▶ Text to read:
-- start --

PoToken implementation to solve 403 errors #11955

Stypox · 2025-01-25T12:55:43Z

What is it?

Bugfix (user facing)
Feature (user facing)
Codebase improvement (dev facing)
Meta improvement to the project (dev facing)

Description of the changes in your PR

General information about poTokens and about this PR structure:

YouTube now requires integrity checks to access their clients. The most "vulnerable" client is the WEB client, since they can't enforce integrity checks on all web browsers, so that's the only client (for now) that we have found a way to obtain an integrity token for.
In order to obtain a poToken, we need to run BotGuard, an obfuscated virtual machine implemented in JavaScript that performs the integrity checks and gives us an integrity token. In order to make the integrity checks succeed, we need to run this VM in an environment that resembles a browser as much as possible. The integrity token can be used to generate multiple poTokens. Two network requests are needed: Create to obtain the VM code, GenerateIT to obtain the integrity token after running the VM code. See the README here for the detailed steps.
PoTokenGenerator is the base class for all poToken generators. It has a factory method that allows asynchronously obtaining a new instance of a PoTokenGenerator, and then two methods to generate a poToken given a specific identifier, and a method to check if the integrity token has expired.
PoTokenWebView is currently the only implementation of PoTokenGenerator, but we might want to add other implementations in the future, e.g. ones that do not rely on WebView.
PoTokenProviderImpl implements the extractor interface and is supposed to take care of possibly multiple PoTokenGenerators (although right now there is only one based on WebView). It takes care of retrying in case of problems, recreates a new PoTokenGenerator if the current one expired, and finally returns a PoTokenResult. A PoTokenResult contains two poTokens: one for the specific requested video id (used to fetch the player), and another that can be generated only once as the first thing and is specific to a visitor data (used in streaming urls).

TODO:

The JavaScript poToken implementation comes from https://github.com/LuanRT/BgUtils
Obtaining a poToken via WebView
~~Obtaining a poToken with something like HtmlUnit~~ not doable unfortunately
Handling devices that don't have a WebView (needs to be tested)

-- end --

▶ Data entries:

-- start --

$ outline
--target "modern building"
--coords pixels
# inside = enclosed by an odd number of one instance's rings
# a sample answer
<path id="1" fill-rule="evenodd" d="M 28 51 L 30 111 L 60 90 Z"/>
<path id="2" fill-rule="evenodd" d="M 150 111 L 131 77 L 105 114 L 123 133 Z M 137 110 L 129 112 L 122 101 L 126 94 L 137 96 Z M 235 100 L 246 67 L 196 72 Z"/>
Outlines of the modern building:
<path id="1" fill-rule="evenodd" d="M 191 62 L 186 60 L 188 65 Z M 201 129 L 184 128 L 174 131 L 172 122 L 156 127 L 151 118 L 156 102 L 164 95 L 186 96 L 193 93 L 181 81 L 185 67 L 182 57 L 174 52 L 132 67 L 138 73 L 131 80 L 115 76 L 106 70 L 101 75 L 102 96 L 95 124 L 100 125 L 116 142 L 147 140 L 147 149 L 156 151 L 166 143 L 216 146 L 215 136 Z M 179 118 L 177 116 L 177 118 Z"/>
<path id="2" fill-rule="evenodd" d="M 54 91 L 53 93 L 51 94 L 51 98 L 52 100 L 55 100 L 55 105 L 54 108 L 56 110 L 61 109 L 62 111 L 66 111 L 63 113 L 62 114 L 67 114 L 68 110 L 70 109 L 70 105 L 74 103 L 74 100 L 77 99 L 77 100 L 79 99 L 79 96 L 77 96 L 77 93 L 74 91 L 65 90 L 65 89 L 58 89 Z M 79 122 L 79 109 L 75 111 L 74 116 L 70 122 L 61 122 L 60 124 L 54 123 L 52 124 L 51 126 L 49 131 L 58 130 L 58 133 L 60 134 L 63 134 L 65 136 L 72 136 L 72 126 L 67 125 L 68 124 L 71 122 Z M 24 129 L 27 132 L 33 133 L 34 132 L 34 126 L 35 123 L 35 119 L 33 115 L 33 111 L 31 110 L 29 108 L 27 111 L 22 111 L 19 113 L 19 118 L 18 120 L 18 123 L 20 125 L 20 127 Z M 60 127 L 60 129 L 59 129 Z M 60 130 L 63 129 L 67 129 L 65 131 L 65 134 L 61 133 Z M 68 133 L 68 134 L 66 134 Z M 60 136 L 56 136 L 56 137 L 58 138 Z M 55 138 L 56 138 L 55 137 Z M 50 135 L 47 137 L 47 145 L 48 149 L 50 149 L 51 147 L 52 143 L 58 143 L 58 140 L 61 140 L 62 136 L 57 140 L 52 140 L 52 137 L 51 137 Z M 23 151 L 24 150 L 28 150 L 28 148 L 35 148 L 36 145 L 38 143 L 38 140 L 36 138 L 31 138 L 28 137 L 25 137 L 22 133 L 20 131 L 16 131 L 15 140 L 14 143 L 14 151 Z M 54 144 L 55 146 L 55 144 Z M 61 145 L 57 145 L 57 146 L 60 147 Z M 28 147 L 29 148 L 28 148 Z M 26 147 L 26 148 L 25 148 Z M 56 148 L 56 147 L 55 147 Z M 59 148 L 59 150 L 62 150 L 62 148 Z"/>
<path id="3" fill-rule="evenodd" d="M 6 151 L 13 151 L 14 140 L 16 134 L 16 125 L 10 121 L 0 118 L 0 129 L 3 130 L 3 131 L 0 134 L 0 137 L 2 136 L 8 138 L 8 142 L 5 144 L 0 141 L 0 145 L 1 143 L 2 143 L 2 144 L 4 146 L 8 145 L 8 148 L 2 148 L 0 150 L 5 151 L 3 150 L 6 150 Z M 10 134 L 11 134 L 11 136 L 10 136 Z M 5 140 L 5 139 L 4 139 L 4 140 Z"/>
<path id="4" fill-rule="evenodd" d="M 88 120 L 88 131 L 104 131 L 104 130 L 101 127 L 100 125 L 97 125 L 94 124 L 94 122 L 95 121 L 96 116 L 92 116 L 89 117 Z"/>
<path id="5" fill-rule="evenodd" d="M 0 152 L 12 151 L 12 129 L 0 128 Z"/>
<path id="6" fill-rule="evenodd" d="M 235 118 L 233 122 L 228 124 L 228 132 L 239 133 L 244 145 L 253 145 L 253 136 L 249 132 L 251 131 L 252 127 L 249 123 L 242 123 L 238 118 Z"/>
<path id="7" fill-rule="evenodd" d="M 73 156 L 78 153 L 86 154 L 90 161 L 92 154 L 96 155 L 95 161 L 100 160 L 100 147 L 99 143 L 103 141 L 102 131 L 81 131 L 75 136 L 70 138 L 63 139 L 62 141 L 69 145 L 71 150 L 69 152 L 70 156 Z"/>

-- end --
-- start --

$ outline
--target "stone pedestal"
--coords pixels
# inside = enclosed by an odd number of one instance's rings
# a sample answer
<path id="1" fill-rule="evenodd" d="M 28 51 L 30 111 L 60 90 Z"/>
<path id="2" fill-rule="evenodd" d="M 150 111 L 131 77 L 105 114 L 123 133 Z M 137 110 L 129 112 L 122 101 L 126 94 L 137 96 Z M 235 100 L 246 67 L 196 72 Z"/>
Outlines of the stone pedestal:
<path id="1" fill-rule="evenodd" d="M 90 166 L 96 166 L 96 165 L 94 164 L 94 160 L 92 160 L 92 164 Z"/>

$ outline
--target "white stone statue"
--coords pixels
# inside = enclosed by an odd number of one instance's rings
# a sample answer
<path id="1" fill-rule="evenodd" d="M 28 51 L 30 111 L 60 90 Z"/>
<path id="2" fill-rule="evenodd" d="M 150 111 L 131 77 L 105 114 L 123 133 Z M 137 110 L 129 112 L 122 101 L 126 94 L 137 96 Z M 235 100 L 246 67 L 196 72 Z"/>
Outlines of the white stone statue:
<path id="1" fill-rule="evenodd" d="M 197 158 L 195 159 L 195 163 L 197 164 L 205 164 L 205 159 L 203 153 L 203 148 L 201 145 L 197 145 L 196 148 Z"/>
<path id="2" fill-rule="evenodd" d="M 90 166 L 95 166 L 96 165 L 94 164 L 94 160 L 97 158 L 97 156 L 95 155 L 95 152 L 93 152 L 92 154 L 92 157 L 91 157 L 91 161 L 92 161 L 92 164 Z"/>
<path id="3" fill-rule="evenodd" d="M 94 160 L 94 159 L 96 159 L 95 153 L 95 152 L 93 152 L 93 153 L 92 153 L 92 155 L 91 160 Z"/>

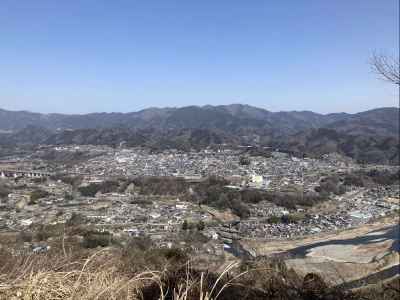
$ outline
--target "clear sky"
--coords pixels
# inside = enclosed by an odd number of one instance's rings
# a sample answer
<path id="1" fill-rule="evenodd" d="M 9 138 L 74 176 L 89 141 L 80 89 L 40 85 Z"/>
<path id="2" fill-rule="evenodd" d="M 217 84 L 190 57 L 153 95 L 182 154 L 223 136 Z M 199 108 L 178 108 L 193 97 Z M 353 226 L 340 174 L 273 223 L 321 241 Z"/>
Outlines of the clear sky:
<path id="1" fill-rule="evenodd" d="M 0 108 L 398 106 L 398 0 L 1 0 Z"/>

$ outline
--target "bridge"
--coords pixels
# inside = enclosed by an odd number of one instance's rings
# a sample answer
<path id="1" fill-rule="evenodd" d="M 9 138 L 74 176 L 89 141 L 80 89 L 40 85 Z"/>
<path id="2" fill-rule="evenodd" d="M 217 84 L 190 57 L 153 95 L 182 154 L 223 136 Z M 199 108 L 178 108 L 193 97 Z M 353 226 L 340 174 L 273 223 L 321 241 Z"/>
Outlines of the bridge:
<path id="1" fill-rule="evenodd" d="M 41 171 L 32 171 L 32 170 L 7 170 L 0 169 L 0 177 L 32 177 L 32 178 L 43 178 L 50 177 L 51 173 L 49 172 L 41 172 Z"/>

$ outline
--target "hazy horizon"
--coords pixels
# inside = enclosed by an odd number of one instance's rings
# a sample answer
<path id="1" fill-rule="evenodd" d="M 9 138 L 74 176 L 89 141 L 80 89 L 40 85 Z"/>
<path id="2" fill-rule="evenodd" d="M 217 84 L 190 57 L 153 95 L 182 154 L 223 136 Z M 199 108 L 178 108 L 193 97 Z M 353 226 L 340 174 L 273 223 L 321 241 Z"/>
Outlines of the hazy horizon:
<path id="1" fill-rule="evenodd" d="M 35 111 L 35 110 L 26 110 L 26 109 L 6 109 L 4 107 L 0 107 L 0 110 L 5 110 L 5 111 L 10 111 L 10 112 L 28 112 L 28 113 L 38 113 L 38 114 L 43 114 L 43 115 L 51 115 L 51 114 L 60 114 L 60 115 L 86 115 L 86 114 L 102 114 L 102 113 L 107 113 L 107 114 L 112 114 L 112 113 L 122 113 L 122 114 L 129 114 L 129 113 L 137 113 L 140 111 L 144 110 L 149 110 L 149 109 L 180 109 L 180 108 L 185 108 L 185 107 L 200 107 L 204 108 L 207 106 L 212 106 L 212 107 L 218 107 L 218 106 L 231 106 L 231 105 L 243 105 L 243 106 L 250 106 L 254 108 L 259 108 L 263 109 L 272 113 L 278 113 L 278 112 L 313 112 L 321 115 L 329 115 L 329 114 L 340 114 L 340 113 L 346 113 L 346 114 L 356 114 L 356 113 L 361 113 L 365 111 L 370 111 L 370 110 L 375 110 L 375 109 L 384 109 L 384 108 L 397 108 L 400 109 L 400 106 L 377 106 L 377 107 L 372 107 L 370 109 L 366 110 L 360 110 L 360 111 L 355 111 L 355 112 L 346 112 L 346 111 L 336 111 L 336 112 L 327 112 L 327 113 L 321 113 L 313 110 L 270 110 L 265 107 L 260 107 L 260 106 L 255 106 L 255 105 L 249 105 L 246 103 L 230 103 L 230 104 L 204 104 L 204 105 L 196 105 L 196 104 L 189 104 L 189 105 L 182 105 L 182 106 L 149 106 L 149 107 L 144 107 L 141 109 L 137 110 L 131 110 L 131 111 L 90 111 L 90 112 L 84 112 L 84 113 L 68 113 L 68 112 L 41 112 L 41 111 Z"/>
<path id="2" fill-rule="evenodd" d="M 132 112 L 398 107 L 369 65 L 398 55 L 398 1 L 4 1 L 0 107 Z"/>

-- end --

▶ Problems to work on:
1. Answer these questions from the poToken pull request:
(a) Which YouTube client is the only one for which a way to obtain an integrity token has been found?
(b) Which two network requests are needed to get the integrity token?
(c) What two poTokens does a PoTokenResult contain, and what is each used for?
2. Carry on writing the poToken pull request past its last TODO item.

▶ Answers to the tasks:
1.
(a) The WEB client.
(b) Create, which obtains the VM code, and GenerateIT, which obtains the integrity token after the VM code has run.
(c) One poToken is for the specific requested video id and is used to fetch the player. The other can be generated only once, as the first thing, is specific to a visitor data, and is used in streaming urls.

2.
Passing the poToken to the extractor when requested
Passing the poToken to player network requests (not sure if needed?)
Understand whether we need to change user agent everywhere

You can test whether the poTokens generated work also using the latest yt-dlp commit from their git repo (older commits won't work!), this way (take PLAYER_POT, STREAMING_POT and VISITOR_DATA from logcat):

yt-dlp "https://www.youtube.com/watch?v=i_SsnRdgitA" --extractor-args 'youtube:player_client=web;player-skip=webpage,configs;po_token=web.player+PLAYER_POT,web.gvs+STREAMING_POT;visitor_data=VISITOR_DATA'

Fixes the following issue(s)

Fixes [YouTube] HTTP error 403 for playback or download #11803

Relies on the following changes

[YouTube] Potokens support implementation NewPipeExtractor#1247

APK testing

The APK can be found by going to the "Checks" tab below the title. On the left pane, click on "CI", scroll down to "artifacts" and click "app" to download the zip file which contains the debug APK of this PR. You can find more info and a video demonstration on this wiki page.

Due diligence

I read the contribution guidelines.

Stypox · 2025-01-26T15:32:58Z

Now the PR builds fine based on TeamNewPipe/NewPipeExtractor#1247, you can download the APK which uses poTokens! Let us know if you notice any issues.

gechoto · 2025-01-27T08:19:57Z

app/src/main/java/org/schabi/newpipe/util/potoken/PoTokenWebView.kt

+        private val TAG = PoTokenWebView::class.simpleName
+        private const val GOOGLE_API_KEY = "AIzaSyDyT5W0Jh49F30Pqqtyfdf7pDLFKLJoAnw"
+        private const val REQUEST_KEY = "O43z0dpjhgX20SCx4KAo"
+        private const val USER_AGENT = "Mozilla/5.0 (Windows NT 10.0; Win64; x64) AppleWebKit/537.36 (KHTML, like Gecko) Chrome/131.0.0.0 Safari/537.3"


Could this be Firefox ESR like in DownloaderImpl?

No, for some reason it does not work with the Firefox user agent. It would work with the curl user agent though, I don't know why...

gechoto · 2025-01-27T08:44:18Z

Would it be possible to move the po token implementation to a library?

Currently this is in NewPipe (the app repo) which makes it inaccessible by other apps which also have the need for po tokens.

This will lead to a lot of duplicate code because it needs to be implement over and over again for each YT client app.

Would be cool if this can be maintained in just one place (and multiple apps could benefit like it is already the case with NewPipeExtractor).

Figim · 2025-01-27T08:47:58Z

Would it be possible to move the po token implementation to a library?

Currently this is in NewPipe (the app repo) which makes it inaccessible by other apps which also have the need for po tokens.

This will lead to a lot of duplicate code because it needs to be implement over and over again for each YT client app.

Would be cool if this can be maintained in just one place (and multiple apps could benefit like it is already the case with NewPipeExtractor).

You can recreate this PR in your own application.

This simply connects to the extractor to support the Potoken stream. You will need to do this separately in your application. It should have been like this.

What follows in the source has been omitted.